TESTO ESTRATTO>
━━━━━━━━━━━━━━━━

Verona, 4 maggio 2020 - Per la prima volta le sue donne non hanno volto. Corpi seducenti, ma facce nascoste dalla mascherina anti contagio che lascia scoperti solo gli occhi. "Non cambia molto, ho sempre pensato che il massimo dell’espressività arrivasse proprio da lì: lo sguardo è fascinazione", spiega Milo Manara, maestro dell’illustrazione e del fumetto, nume tutelare della letteratura disegnata.
Come sono le sue celebri donne al tempo del virus? "C’è un’immagine che riassume il momento: una ragazza di spalle, la coda di cavallo che filtra dalla cuffietta e le mani guantate poggiate solidamente sui fianchi. Ha un atteggiamento di sfida. Senza paura fronteggia un grande sole violaceo, livido, spaventoso. È il Covid 19, l’alieno piombato con un rombo minaccioso a distruggere le nostre vite. Quella ragazza è uno dei medici in prima linea, a cui dobbiamo un immenso grazie".
Un’eroina disegnata senza viso e senza nome? "In realtà un nome ce l’ha e bisogna ricordarlo. Si chiama Annalisa Malara, l’anestesista trentottenne di Codogno che ha diagnosticato il primo caso italiano di contagio. Così come non dobbiamo dimenticare le due ricercatrici dello Spallanzani a Roma che hanno isolato il Coronavirus".
Tutte donne di trincea... "Verissimo. All’inizio mi ero concentrato sulle eroine della sanità, poi ho capito che dovevo allargare il tiro".
Facciamo un passo indietro. A marzo, in una intervista al Washington Post, lei si era definito "unable to work in quarantine", incapace di lavorare. Un mese e mezzo dopo sta invece per uscire un portfolio con i suoi disegni, il ricavato delle vendite devoluto a tre ospedali. Cosa ha determinato il cambio di passo? "All’inizio è stato uno choc. Io e mia moglie Luisa eravamo a Verona quando progressivamente sono arrivate le notizie della pandemia. Davanti alla tv ci guardavamo increduli e angosciati. Sembrava un film di fantascienza. Allo scoppio del focolaio a Vo’ Euganeo, prima che scattasse il lockdown abbiamo preso armi e bagagli e ci siamo rifugiati in campagna nella casa di Sant’Ambrogio di Valpolicella. Io ero sbigottito, non riuscivo a raccogliere le idee".
Finché? "Mia figlia che ci porta la spesa ha raccontato delle cassiere del supermercato, senza protezione come i sanitari. Eppure sono rimaste lì al loro posto per senso del dovere, a fronteggiare l’arrembaggio. Così come le donne carabiniere, vigili del fuoco, poliziotte, in servizio con le ambulanze, farmaciste, fornaie, contadine, operaie in fabbrica, postine, operatrici della Protezione civile. Donne risolute e determinate, pronte alla guerra. Tutte bellissime".

━━━━━━━━━━━━━━━━

RECORD FORNITI>
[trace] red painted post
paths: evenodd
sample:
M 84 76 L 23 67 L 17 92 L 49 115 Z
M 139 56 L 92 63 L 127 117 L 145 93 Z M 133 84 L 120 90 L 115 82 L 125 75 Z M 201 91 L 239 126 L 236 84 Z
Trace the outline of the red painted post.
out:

━━━━━━━━━━━━━━━━

ESERCIZIO A>
Nell'intervista a Milo Manara, perché disegnare donne con il volto coperto dalla mascherina cambia poco secondo lui? Rispondi in una-tre frasi.
ESERCIZIO B>
Riprendi l'intervista a Milo Manara dopo l'ultima frase riportata.
I record non hanno alcun legame con l'intervista a Milo Manara.

RISPOSTA SCRITTA A>
Secondo Manara la mascherina lascia scoperti gli occhi, e lui ha sempre pensato che il massimo dell'espressività arrivi proprio da lì. Per lui lo sguardo è fascinazione.

RISPOSTA SCRITTA B>
E così Manara ha ripreso la matita in mano. "È stato come recuperare una dimensione naturale: ho reagito alla sgomento raccontando a mio modo quello che accadeva. Guardando i volti segnati dalle mascherine sono venuti fuori ritratti fatti di coraggio, forza, abnegazione".
Il prossimo disegno? "Una guardacoste. Riprendono gli sbarchi e mi chiedo: come verrà gestita la migrazione con il virus in atto?".
Non è l’unico problema. L’economia di imprese e gente comune va a rotoli. "Passato il periodo in cui si pensava solo a salvare la pelle, si fanno i conti con le tasche. Molte aziende sono senza soldi, commissioni, clienti. Lo stesso per i negozianti, le botteghe: il lavoro di una vita finito in briciole. Trump attacca la Cina e non ha tutti i torti, io vedo che la forbice tra ricchi e poveri si allarga a dismisura: la grande speculazione fa affari d’oro con il virus".
Oggi per molti scatterà la semilibertà. Che cosa pensa un uomo sensibile come lei, una persona di 74 anni? "Mi rendo conto di essere nella fascia più a rischio, la prudenza sarà la parola d’ordine anche per i mesi futuri. Ma soprattutto avverto un senso di precarietà che credevamo di aver sconfitto, costruendo una società solida e inaffondabile. Non era così se è bastato un pipistrello a mettere tutto in discussione. Siamo il Titanic che è andato a sbattere contro un iceberg e purtroppo le scialuppe non basteranno per tutti".